▶ _DIRECTIONS FOR THIS TASK_
Where the material below has a line containing "box: [36, 0, 590, 600]", start repeating exactly, and keep going through the line containing "positive clicks: (419, 455)", with no other lines.

▶ _SOURCE DATA_
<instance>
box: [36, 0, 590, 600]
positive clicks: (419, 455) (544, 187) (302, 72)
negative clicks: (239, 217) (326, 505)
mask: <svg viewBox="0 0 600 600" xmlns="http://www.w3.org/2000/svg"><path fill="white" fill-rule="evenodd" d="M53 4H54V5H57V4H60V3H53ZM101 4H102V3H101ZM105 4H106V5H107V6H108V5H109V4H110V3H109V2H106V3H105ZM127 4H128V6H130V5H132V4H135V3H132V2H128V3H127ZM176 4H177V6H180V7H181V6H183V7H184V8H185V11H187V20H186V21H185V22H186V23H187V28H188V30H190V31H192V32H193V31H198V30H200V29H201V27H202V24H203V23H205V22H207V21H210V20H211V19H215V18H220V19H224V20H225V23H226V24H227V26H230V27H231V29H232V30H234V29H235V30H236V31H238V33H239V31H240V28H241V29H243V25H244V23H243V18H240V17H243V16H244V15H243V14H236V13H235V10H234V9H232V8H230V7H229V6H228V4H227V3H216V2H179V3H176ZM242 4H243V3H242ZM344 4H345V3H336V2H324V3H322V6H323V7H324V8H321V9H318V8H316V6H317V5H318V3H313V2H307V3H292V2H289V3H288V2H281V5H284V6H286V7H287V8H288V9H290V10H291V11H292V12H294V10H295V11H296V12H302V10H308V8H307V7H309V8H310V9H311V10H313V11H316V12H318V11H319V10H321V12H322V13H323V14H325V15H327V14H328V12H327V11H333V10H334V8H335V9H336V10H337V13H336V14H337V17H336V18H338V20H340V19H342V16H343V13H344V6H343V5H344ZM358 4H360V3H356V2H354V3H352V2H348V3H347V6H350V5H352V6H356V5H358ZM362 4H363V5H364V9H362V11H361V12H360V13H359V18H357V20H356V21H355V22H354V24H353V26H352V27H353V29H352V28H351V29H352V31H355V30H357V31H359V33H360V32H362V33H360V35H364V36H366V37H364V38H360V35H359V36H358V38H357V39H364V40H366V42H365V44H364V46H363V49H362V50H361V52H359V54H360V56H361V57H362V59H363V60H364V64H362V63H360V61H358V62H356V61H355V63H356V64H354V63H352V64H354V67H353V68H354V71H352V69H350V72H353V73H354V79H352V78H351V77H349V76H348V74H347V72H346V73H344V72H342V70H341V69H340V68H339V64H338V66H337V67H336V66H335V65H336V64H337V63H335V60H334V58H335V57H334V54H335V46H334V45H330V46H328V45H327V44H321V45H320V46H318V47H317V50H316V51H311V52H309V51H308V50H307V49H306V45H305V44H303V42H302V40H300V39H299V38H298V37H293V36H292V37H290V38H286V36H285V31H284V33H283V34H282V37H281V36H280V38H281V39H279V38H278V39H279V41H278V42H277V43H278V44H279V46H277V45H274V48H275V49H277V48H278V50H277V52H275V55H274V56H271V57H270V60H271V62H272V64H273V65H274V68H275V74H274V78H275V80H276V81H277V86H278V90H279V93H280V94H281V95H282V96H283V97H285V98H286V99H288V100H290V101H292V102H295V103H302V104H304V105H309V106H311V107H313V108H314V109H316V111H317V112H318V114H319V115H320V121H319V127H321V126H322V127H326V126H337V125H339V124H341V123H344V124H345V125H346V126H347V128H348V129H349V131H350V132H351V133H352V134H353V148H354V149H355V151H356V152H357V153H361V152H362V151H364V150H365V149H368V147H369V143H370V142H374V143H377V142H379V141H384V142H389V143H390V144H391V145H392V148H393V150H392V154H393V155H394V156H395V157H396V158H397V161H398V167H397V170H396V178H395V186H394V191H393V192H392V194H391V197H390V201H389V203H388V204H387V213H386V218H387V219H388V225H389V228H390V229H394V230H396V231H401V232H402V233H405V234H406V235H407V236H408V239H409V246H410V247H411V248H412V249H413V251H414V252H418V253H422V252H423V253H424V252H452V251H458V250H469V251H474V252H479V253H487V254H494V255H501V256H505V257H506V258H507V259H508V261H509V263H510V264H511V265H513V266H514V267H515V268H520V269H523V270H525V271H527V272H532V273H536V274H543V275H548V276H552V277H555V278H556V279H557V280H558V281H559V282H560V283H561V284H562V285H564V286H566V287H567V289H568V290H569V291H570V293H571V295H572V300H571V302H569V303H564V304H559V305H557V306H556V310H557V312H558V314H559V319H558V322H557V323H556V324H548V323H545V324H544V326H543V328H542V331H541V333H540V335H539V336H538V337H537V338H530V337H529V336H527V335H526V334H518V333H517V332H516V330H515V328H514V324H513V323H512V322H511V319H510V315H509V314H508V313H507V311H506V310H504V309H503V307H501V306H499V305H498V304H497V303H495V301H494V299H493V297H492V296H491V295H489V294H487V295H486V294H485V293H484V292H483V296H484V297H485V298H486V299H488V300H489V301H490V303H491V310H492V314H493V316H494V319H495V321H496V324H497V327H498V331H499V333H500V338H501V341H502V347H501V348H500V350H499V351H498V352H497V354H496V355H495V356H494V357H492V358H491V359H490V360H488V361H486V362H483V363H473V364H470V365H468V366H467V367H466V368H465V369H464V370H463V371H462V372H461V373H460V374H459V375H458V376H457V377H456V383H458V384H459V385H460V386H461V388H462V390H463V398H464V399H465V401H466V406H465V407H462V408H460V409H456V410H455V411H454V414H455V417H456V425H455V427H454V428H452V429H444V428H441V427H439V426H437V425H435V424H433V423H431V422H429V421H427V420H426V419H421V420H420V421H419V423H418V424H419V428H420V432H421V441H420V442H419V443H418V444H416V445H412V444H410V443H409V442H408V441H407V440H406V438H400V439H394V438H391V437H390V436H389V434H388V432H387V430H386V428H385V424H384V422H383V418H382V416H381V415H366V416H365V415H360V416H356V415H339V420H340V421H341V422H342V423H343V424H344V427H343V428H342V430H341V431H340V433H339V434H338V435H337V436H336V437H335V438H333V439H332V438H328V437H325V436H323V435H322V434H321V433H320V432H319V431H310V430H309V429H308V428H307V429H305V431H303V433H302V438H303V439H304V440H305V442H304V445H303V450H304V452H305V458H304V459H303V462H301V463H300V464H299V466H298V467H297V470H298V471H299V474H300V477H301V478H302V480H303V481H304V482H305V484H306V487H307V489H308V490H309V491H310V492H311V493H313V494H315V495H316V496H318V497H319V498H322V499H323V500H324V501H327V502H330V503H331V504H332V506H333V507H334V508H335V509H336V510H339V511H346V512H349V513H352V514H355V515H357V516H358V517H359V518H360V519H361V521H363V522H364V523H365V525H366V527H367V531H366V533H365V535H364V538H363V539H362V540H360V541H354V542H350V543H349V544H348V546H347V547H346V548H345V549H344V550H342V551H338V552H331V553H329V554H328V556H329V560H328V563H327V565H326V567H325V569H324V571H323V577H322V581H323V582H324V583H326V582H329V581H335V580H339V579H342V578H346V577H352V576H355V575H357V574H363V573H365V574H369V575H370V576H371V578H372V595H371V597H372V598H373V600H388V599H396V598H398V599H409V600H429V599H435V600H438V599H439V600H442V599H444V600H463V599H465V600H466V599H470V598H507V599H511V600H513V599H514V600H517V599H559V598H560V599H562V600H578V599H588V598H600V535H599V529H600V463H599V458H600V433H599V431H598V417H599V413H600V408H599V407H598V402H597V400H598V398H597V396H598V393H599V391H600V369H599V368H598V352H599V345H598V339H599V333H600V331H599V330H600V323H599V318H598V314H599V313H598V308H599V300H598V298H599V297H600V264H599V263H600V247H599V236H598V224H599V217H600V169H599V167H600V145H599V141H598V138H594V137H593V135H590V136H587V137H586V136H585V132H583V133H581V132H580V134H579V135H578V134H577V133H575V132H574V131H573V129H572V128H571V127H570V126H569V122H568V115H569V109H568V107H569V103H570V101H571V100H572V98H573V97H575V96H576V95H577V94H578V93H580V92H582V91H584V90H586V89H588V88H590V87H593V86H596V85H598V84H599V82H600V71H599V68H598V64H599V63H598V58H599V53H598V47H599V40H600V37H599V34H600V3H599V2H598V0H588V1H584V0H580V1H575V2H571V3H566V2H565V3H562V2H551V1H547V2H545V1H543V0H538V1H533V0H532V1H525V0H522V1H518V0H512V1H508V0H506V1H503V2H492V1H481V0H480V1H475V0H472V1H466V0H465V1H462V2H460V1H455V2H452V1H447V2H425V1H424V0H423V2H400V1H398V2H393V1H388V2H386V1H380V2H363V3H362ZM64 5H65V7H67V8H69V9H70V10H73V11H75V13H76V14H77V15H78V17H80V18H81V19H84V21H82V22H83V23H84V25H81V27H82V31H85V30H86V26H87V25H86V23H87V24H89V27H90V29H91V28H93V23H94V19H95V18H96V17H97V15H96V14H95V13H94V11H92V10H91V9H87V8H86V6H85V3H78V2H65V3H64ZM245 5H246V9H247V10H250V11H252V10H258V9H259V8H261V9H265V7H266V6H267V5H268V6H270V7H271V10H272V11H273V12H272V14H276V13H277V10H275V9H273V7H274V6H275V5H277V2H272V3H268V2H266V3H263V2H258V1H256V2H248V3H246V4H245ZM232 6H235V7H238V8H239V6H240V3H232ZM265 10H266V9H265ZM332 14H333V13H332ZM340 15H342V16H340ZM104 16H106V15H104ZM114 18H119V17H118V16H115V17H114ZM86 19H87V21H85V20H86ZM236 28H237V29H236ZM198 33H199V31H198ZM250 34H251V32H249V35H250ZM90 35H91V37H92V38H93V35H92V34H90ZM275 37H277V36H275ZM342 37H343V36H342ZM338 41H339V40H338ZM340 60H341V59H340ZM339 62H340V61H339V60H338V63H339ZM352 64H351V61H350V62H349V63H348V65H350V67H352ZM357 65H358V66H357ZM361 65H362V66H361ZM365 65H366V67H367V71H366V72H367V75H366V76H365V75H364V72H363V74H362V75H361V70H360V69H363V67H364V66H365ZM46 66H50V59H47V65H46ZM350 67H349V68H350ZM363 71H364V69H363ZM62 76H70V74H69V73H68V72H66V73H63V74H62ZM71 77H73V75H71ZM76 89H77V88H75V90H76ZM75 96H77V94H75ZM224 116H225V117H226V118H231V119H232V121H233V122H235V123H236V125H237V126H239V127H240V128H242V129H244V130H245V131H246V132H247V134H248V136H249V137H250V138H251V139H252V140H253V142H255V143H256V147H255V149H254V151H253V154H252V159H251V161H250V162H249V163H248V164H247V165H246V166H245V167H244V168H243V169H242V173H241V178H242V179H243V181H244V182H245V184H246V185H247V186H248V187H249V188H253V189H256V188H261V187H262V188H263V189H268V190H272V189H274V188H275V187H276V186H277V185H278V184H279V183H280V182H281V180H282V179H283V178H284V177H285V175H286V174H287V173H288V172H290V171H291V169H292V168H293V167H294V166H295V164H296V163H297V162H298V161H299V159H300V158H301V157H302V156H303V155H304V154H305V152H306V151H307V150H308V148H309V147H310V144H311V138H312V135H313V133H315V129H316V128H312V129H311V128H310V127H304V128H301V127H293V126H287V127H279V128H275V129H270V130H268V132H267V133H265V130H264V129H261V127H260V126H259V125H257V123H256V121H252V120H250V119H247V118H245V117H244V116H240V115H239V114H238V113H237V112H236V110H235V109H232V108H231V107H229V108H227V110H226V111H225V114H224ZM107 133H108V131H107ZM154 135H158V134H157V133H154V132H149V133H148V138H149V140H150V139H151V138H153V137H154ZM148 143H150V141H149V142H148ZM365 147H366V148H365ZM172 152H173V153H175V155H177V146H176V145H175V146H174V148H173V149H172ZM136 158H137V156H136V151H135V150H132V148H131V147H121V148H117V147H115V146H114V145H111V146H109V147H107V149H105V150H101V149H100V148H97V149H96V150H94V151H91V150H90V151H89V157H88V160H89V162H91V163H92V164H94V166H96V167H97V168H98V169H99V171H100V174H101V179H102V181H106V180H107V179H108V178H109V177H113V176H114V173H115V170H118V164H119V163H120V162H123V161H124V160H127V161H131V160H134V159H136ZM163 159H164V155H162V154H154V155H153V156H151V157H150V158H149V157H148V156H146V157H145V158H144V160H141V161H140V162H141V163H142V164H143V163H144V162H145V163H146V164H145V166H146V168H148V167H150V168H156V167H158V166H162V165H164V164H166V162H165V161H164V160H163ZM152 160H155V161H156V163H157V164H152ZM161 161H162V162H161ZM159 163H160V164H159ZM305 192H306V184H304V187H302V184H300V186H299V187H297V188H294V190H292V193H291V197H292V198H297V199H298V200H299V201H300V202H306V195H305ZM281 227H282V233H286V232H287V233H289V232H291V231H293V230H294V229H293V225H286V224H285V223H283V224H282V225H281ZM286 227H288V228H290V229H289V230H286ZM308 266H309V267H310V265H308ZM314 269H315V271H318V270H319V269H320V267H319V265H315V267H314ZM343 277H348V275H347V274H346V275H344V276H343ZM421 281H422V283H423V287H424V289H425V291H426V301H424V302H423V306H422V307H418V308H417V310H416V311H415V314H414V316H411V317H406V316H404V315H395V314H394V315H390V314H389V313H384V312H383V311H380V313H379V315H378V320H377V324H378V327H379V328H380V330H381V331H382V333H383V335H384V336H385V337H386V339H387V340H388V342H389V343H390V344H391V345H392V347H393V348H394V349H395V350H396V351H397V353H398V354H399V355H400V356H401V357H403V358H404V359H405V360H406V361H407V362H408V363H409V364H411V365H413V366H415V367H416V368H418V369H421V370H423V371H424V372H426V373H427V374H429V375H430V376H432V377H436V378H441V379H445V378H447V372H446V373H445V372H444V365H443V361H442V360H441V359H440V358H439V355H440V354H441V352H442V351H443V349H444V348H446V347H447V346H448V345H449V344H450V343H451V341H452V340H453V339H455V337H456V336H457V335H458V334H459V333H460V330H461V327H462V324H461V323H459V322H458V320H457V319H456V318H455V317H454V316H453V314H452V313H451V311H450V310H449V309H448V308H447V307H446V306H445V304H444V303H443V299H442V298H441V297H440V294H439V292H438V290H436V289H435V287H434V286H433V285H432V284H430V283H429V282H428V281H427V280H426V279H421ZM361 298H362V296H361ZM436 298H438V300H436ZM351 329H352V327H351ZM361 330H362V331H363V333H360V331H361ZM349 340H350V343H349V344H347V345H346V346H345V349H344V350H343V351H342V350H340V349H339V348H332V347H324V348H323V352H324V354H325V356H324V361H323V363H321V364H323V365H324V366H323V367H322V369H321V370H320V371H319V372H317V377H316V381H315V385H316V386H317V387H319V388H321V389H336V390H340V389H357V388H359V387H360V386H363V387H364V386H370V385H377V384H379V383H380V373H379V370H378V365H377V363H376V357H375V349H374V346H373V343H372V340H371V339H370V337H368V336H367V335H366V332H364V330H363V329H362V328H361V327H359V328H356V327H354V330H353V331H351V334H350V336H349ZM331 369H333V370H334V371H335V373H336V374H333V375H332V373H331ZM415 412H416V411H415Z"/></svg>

▶ _REPLY TO THE EXERCISE_
box: [36, 0, 590, 600]
positive clicks: (419, 455) (544, 187) (302, 72)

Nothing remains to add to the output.